• [TASK 1] Copy the part of the passage on relationship conflict myths that opens with the words "The trouble is" and closes with "worse, not better.", replacing "nighttime" with "late evening".
• [TASK 2] Write what follows the last sentence of the passage on relationship conflict myths.

• [TEXT PASSAGE]
The trouble is that nighttime is also the worst possible moment for a serious conversation. Energy is low, patience is thin, and the part of your brain that helps you listen generously has usually already clocked out for the evening. Staying up to "resolve" something can easily make it worse, not better. 

Sleeping on it and returning to the conversation in the morning — when you're rested and more able to hear each other — is often the more responsible choice.


Myth 2: "Never fight over text."

There are real reasons to be skeptical of texting during conflict. You lose tone, inflection, facial expression — all the things that help you know you're being heard rather than attacked. So the concern makes sense.

But here's what often gets missed: sometimes the distance that texting creates is exactly what a person needs.  If you're someone who tends to freeze or back down when your partner is right in front of you, a text gives you time to find the words. You can pause, reconsider, delete an angry first draft, and write something truer.

For some people in some situations, that space is the difference between saying something and staying silent again. Whether texting helps or hurts depends on whether your partner's presence makes you more honest — or less.


Myth 3: "Wait for emotional safety before bringing something up."

Many therapy models encourage this, and it comes from a real place of care. Emotional safety matters.  Having a regulated, open conversation is obviously better than one that happens in the middle of a storm.

The problem is that waiting for emotional safety can mean waiting forever. It places

all the power on the partner whose reactions are not under your control. Here is a more useful frame: your job is to manage your own side of things. Say what you have to say as gently and honestly as you can, and let your partner manage their reaction. Tiptoeing around someone's moods indefinitely tends to keep the pattern stuck, rather than resolve it.

• [SUPPLIED ENTRIES]
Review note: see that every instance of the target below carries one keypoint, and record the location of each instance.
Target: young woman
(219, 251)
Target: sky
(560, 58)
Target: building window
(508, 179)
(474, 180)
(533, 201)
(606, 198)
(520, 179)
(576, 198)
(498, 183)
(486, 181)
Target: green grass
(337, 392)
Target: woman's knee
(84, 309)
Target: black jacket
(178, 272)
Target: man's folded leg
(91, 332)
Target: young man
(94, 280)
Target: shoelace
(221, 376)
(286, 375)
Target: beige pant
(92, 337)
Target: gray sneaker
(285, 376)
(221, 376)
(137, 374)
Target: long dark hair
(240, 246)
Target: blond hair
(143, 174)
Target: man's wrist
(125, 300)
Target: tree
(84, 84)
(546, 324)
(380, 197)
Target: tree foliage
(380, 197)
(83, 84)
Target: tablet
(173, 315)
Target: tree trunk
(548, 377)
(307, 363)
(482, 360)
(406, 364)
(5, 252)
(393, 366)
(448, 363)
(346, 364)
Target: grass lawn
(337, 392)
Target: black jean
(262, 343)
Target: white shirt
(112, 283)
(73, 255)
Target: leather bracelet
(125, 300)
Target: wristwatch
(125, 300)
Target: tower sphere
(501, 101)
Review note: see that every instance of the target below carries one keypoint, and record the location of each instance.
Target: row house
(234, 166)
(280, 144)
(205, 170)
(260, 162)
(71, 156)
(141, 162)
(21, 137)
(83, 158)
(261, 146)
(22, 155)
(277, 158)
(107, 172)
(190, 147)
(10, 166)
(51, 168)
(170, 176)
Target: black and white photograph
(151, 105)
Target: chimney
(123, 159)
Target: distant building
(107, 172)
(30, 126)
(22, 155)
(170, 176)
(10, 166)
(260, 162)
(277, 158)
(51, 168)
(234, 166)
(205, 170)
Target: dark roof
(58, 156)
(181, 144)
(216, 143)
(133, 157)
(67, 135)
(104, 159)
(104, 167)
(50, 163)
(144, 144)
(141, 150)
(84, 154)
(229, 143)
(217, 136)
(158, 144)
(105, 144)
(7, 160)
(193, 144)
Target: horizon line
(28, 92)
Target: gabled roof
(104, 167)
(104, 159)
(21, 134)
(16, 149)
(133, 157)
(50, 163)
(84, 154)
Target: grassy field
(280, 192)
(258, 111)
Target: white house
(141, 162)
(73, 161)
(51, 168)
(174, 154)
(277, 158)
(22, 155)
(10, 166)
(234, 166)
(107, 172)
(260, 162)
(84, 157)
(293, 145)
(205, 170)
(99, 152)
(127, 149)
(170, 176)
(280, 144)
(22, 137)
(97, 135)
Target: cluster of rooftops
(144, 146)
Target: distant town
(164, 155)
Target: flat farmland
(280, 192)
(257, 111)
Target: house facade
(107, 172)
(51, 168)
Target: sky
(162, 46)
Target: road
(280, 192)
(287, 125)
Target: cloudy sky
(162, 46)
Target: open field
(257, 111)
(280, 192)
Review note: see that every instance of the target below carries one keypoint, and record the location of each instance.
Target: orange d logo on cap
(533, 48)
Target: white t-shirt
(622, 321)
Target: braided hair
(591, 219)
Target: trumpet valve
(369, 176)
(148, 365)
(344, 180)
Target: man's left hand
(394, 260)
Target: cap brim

• [WRITTEN REPLY 1]
The trouble is that late evening is also the worst possible moment for a serious conversation. Energy is low, patience is thin, and the part of your brain that helps you listen generously has usually already clocked out for the evening. Staying up to "resolve" something can easily make it worse, not better.

• [WRITTEN REPLY 2]
Myth 4: "Stay in the conversation until it's resolved."

The instinct behind this one is understandable. Leaving can look like avoidance – like not caring enough to see it through. And if both people are still able to listen and think clearly, staying absolutely makes sense.

But there's a point in some conversations when staying doesn’t help. This is when voices get louder,  blame takes over, and no one is listening.  Staying for more  of these types of conversation won’t produce resolution, but it might produce more damage. 

Sometimes the most productive thing to do  is step away, let the nervous system settle, and come back when real listening is possible again.

1 Truth: “The intensity of a conflict determines which rules apply.”


Each of these four rules contains real wisdom — but only within a particular emotional range.

Think of it as a thermometer measuring emotional intensity during conflict. When intensity is too low, real issues stay hidden under politeness. When it climbs too high, no one can actually process what the other person is saying.

Somewhere in the middle — stressful enough to matter, regulated enough to listen — is where productive conflict actually lives.

Once you have a sense of where the emotional temperature sits, the rules become much easier to apply: 

  • Going to bed angry makes sense — when exhaustion is pushing the temperature past where listening is possible. 

  • Texting is fine, or even helpful — when having your partner right there makes you shut down rather than speak up. 

  • Waiting for a calmer moment is reasonable — as long as you are actually working toward that moment and not indefinitely deferring. 

  • Stepping away makes sense — not as abandonment, but as a way of protecting the relationship from damage.

The question becomes"where is my temperature right now, and what do I actually need?"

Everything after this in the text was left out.